___ DATASET ___
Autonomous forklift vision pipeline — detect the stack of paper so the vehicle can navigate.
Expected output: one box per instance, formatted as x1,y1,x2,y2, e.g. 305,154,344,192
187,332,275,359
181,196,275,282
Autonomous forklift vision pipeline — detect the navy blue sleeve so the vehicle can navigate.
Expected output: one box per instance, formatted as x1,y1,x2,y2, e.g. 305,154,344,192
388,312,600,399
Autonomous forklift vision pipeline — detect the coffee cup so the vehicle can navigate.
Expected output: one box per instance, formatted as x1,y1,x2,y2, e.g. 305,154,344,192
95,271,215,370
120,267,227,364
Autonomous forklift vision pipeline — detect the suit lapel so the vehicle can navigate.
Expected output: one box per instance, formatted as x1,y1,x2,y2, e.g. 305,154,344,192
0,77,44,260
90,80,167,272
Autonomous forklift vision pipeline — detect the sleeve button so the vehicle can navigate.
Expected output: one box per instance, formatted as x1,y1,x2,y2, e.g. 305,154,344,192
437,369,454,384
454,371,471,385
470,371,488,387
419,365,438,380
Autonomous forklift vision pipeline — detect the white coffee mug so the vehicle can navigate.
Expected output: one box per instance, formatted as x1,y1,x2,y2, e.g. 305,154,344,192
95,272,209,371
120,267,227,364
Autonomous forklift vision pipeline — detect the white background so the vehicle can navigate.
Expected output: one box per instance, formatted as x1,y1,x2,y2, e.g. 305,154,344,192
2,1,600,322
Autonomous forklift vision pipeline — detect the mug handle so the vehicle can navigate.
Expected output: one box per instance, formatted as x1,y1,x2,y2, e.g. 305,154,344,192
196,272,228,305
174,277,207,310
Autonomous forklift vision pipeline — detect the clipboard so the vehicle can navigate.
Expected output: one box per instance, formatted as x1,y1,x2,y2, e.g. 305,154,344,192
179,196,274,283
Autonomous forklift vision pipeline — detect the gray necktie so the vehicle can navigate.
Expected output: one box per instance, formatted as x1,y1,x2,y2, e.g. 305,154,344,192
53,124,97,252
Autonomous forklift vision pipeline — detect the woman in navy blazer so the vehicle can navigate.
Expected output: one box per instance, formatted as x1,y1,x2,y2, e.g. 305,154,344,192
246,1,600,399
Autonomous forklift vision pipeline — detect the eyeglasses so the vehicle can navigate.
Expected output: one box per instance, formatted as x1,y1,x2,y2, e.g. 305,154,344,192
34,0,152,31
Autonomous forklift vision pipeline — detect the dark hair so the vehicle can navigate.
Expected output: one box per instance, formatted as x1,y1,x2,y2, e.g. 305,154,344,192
___
TASK STATEMENT ▸ Across all the records, find the lines containing the word "coffee" and reproduce each one.

OUTPUT OF THE EXERCISE ▸
Autonomous forklift vision pipeline — detect the coffee cup so the vehicle can navigate.
Autonomous forklift vision pipeline — detect the white coffee mug so the vehicle can navigate.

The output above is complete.